* [Exercise requirements]: Set the following entries down again exactly, line by line.

* [Supplied records]:
┄┄┄┄┄┄┄┄┄┄┄┄┄┄┄┄┄┄┄┄
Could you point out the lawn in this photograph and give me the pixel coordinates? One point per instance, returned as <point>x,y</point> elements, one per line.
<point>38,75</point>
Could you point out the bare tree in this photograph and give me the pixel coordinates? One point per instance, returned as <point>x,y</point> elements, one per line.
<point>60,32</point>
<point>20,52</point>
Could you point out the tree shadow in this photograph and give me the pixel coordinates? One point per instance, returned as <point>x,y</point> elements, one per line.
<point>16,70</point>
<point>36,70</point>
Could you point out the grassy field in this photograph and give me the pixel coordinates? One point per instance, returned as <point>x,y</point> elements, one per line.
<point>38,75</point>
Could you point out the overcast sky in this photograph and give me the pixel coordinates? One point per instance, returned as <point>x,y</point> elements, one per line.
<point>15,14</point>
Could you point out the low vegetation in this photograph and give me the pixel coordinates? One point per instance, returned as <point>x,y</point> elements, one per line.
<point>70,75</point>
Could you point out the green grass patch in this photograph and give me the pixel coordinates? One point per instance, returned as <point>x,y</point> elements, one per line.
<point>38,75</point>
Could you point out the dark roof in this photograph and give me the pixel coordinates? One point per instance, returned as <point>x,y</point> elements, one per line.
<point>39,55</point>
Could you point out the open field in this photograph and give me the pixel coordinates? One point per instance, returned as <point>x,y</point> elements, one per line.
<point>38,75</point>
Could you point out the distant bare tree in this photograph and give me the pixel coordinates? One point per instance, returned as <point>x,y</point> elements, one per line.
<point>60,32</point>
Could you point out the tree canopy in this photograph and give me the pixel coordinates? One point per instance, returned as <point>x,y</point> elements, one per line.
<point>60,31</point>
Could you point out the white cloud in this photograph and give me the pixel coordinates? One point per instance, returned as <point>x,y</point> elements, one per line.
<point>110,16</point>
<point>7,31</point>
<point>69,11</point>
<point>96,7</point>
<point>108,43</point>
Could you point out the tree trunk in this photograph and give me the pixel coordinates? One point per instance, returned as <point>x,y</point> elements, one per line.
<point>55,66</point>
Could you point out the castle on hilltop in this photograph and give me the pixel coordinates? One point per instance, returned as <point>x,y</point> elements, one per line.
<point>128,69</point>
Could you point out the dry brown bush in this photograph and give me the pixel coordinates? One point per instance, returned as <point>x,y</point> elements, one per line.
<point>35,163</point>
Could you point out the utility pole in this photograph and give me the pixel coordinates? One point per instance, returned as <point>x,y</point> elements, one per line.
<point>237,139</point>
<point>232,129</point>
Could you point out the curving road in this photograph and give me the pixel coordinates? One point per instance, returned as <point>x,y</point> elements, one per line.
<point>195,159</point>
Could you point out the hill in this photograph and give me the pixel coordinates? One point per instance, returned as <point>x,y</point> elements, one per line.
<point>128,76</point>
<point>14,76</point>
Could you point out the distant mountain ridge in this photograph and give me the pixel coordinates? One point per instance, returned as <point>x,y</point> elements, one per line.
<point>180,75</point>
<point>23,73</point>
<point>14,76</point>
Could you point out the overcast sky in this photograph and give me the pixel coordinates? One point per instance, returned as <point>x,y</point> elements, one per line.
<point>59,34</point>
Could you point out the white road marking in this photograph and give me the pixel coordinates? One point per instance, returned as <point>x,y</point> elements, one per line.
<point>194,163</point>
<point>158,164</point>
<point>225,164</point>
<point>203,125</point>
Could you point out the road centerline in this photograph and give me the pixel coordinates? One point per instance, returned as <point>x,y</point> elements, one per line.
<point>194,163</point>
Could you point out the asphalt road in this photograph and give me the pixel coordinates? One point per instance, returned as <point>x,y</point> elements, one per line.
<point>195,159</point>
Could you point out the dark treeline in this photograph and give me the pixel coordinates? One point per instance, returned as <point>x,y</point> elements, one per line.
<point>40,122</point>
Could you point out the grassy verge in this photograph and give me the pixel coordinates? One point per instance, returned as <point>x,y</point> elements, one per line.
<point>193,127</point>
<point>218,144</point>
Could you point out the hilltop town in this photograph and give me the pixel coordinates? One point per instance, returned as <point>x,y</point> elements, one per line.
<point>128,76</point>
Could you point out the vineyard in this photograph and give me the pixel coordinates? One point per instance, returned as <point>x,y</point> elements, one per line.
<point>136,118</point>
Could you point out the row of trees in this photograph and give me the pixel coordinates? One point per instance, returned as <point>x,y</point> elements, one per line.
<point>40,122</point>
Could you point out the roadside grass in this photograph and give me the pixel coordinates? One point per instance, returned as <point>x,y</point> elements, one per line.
┄┄┄┄┄┄┄┄┄┄┄┄┄┄┄┄┄┄┄┄
* [Output]:
Could you point out the lawn in this photograph and give me the pixel coordinates? One point per instance, returned as <point>x,y</point> elements, one per line.
<point>38,75</point>
Could you point out the bare tree in this photograph and give me the pixel coordinates? One point per instance, returned as <point>x,y</point> elements, one per line.
<point>60,32</point>
<point>20,52</point>
Could you point out the tree shadow in this photograph and give me the pixel coordinates? One point per instance, returned as <point>x,y</point> elements, one per line.
<point>16,70</point>
<point>36,70</point>
Could you point out the grassy field in this photograph and give me the pixel coordinates? One point per instance, returned as <point>x,y</point> elements, one per line.
<point>38,75</point>
Could you point out the overcast sky in this photograph and give me the pixel coordinates? One point per instance, returned as <point>x,y</point> elements, one per line.
<point>15,14</point>
Could you point out the low vegetation in this photograph and give me the pixel coordinates? One point per instance, returned as <point>x,y</point> elements, one per line.
<point>70,75</point>
Could you point out the green grass patch in this photograph and give me the pixel coordinates? One point per instance, returned as <point>x,y</point> elements, one per line.
<point>38,75</point>
Could you point out the dark roof in this photograph and give me the pixel coordinates? One point per instance, returned as <point>x,y</point> elements, one per line.
<point>39,55</point>
Could you point out the open field in this photograph and give me the pixel coordinates? One point per instance, returned as <point>x,y</point> elements, one per line.
<point>38,75</point>
Could you point out the distant bare tree in this photograph and give me the pixel coordinates? One point per instance, returned as <point>x,y</point> elements, one per line.
<point>60,32</point>
Could you point out the tree canopy in this photograph and give me the pixel coordinates? One point per instance, returned as <point>x,y</point> elements, one per line.
<point>60,31</point>
Could you point out the white cloud in this photograph and give me the pixel coordinates? One point per instance, returned as <point>x,y</point> elements, one per line.
<point>110,16</point>
<point>7,31</point>
<point>69,11</point>
<point>96,7</point>
<point>108,43</point>
Could you point out the tree trunk in this photograph and give me the pixel coordinates? One point per instance, returned as <point>x,y</point> elements, one per line.
<point>55,66</point>
Could you point out the castle on hilltop in this photograph and give me the pixel coordinates? One point per instance, returned as <point>x,y</point> elements, one per line.
<point>128,69</point>
Could you point out the dry brown bush in this photograph and give me the pixel coordinates? One point per instance, returned as <point>x,y</point> elements, one per line.
<point>35,163</point>
Could you point out the utility pole in this photograph and give me the pixel coordinates? One point per instance, returned as <point>x,y</point> elements, one per line.
<point>237,139</point>
<point>232,129</point>
Could you point out the curving road in this photograph and give me the pixel coordinates? One point per instance, returned as <point>x,y</point> elements, one per line.
<point>195,159</point>
Could you point out the hill in this photograph and give me the pixel coordinates? One point per instance, returned as <point>x,y</point> elements, one per line.
<point>128,76</point>
<point>14,76</point>
Could you point out the distant mountain ridge in this photograph and give me the pixel coordinates? One point per instance, returned as <point>x,y</point> elements, one per line.
<point>180,75</point>
<point>23,73</point>
<point>14,76</point>
Could you point out the overcast sky in this photograph and give me the pixel coordinates? One point per instance, returned as <point>x,y</point> elements, one per line.
<point>59,34</point>
Could you point out the white road marking in this photograph and give me the pixel coordinates? One point per instance, returned as <point>x,y</point> elements, one per line.
<point>194,163</point>
<point>158,164</point>
<point>225,164</point>
<point>203,125</point>
Could you point out the road centerline in this photograph and give me the pixel coordinates? One point per instance, returned as <point>x,y</point> elements, one per line.
<point>194,163</point>
Could you point out the asphalt road in this photograph and give me the pixel coordinates? One point per instance, returned as <point>x,y</point> elements, one per line.
<point>195,159</point>
Could you point out the dark treeline in this photograph and give me the pixel coordinates? One point per instance, returned as <point>x,y</point> elements, one per line.
<point>40,122</point>
Could you point out the grassy verge in this photograph and give me the pixel coordinates? One point per instance, returned as <point>x,y</point> elements, one per line.
<point>193,127</point>
<point>218,144</point>
Could you point out the hilltop town in this photograph and give me the pixel coordinates? One point per instance, returned as <point>x,y</point> elements, one per line.
<point>128,76</point>
Could you point out the vineyard in this photograph and give me the pixel coordinates? One point per instance, returned as <point>x,y</point> elements, one per line.
<point>136,118</point>
Could you point out the row of trees in this photograph and give me the pixel coordinates? One point per instance, returned as <point>x,y</point> elements, one per line.
<point>40,122</point>
Could you point out the roadside grass in this photograph and give me the pixel coordinates? One point per instance, returned as <point>x,y</point> elements, one per line.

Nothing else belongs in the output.